→ TASK BRIEF
Could you render every line of the entries below as one string each in a JSON list, skipping any blank lines?

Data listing
+++
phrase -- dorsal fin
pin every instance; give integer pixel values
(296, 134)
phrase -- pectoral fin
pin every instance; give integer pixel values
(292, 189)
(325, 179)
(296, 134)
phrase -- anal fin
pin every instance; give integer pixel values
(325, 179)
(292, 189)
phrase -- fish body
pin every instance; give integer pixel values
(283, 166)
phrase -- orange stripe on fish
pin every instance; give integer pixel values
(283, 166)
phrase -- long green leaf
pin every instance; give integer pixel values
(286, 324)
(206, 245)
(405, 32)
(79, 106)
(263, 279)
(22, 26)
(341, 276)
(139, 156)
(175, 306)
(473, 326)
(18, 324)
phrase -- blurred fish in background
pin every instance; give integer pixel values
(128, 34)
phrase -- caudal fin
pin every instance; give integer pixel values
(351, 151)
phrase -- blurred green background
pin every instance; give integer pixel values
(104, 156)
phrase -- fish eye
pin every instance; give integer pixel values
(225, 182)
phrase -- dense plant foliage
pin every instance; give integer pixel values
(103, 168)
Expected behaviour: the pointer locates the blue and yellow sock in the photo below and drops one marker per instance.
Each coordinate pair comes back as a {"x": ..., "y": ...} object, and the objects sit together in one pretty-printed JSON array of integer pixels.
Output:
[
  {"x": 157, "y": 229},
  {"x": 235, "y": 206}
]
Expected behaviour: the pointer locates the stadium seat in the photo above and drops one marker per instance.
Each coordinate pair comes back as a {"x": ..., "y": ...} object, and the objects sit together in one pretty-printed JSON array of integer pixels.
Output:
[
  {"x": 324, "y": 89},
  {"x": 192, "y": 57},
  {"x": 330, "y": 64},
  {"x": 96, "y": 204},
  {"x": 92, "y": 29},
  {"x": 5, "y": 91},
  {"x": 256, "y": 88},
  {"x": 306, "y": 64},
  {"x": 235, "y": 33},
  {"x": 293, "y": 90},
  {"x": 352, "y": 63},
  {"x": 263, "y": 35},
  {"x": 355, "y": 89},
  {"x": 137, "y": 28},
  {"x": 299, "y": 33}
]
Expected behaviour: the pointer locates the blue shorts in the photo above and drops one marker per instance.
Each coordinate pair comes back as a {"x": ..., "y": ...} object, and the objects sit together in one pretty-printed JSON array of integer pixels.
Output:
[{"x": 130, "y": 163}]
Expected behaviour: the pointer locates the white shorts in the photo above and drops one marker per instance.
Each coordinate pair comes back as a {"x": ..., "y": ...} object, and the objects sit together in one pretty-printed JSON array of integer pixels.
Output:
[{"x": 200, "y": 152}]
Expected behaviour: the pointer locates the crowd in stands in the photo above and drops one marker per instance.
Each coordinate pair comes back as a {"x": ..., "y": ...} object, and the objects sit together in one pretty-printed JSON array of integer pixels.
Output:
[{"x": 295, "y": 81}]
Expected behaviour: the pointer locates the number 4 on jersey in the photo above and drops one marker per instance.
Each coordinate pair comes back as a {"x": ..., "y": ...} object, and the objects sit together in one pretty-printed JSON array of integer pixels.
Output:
+++
→ PROBLEM SOLUTION
[
  "phrase -- dorsal fin",
  "pin every instance; give integer pixel values",
  "(296, 134)",
  "phrase -- pectoral fin",
  "pin every instance; give integer pixel values",
  "(292, 189)",
  "(325, 179)",
  "(296, 134)",
  "phrase -- anal fin",
  "pin every instance; give integer pixel values",
  "(325, 179)",
  "(292, 189)",
  "phrase -- fish body",
  "pin every instance; give integer pixel values",
  "(283, 166)",
  "phrase -- orange stripe on fish",
  "pin every instance; give integer pixel values",
  "(283, 166)",
  "phrase -- long green leaf",
  "pin every instance; give integer pixel values",
  "(286, 324)",
  "(206, 245)",
  "(405, 32)",
  "(79, 106)",
  "(263, 279)",
  "(22, 26)",
  "(341, 276)",
  "(139, 156)",
  "(175, 306)",
  "(473, 326)",
  "(18, 324)",
  "phrase -- blurred fish in background",
  "pin every instance; give integer pixel values",
  "(128, 34)",
  "phrase -- caudal fin",
  "pin every instance; give integer pixel values",
  "(351, 151)",
  "phrase -- blurred green background",
  "pin every instance; give integer pixel values",
  "(104, 156)",
  "phrase -- fish eye",
  "pin every instance; give integer pixel values",
  "(225, 182)",
  "phrase -- dense plant foliage",
  "pin every instance; give integer pixel values",
  "(103, 168)",
  "Expected behaviour: the pointer locates the blue and yellow sock in the photo below and drops one marker per instance.",
  "Each coordinate pair comes back as a {\"x\": ..., \"y\": ...} object, and the objects sit together in one pretty-printed JSON array of integer pixels.",
  "Output:",
  "[",
  "  {\"x\": 157, \"y\": 229},",
  "  {\"x\": 235, \"y\": 206}",
  "]",
  "Expected behaviour: the pointer locates the stadium seat in the photo above and drops one marker per instance.",
  "Each coordinate pair comes back as a {\"x\": ..., \"y\": ...} object, and the objects sit together in one pretty-printed JSON array of integer pixels.",
  "Output:",
  "[",
  "  {\"x\": 324, \"y\": 89},",
  "  {\"x\": 192, \"y\": 57},",
  "  {\"x\": 330, \"y\": 64},",
  "  {\"x\": 96, \"y\": 204},",
  "  {\"x\": 92, \"y\": 29},",
  "  {\"x\": 5, \"y\": 91},",
  "  {\"x\": 256, \"y\": 88},",
  "  {\"x\": 306, \"y\": 64},",
  "  {\"x\": 235, \"y\": 33},",
  "  {\"x\": 293, \"y\": 90},",
  "  {\"x\": 352, \"y\": 63},",
  "  {\"x\": 263, \"y\": 35},",
  "  {\"x\": 355, \"y\": 89},",
  "  {\"x\": 137, \"y\": 28},",
  "  {\"x\": 299, \"y\": 33}",
  "]",
  "Expected behaviour: the pointer locates the blue shorts in the photo above and drops one marker per instance.",
  "Each coordinate pair comes back as a {\"x\": ..., \"y\": ...} object, and the objects sit together in one pretty-printed JSON array of integer pixels.",
  "Output:",
  "[{\"x\": 130, \"y\": 163}]",
  "Expected behaviour: the pointer locates the white shorts in the photo above and drops one marker per instance.",
  "Each coordinate pair comes back as a {\"x\": ..., \"y\": ...} object, and the objects sit together in one pretty-printed JSON array of integer pixels.",
  "Output:",
  "[{\"x\": 200, \"y\": 152}]",
  "Expected behaviour: the pointer locates the crowd in stands in the photo above and drops one marker per instance.",
  "Each coordinate pair comes back as a {\"x\": ..., \"y\": ...} object, and the objects sit together in one pretty-printed JSON array of integer pixels.",
  "Output:",
  "[{\"x\": 295, \"y\": 81}]",
  "Expected behaviour: the pointer locates the number 4 on jersey in the photo above and drops one marker per instance.",
  "Each coordinate pair comes back as a {\"x\": ..., \"y\": ...} object, and the objects sit together in one pretty-printed JSON array of integer pixels.",
  "Output:"
]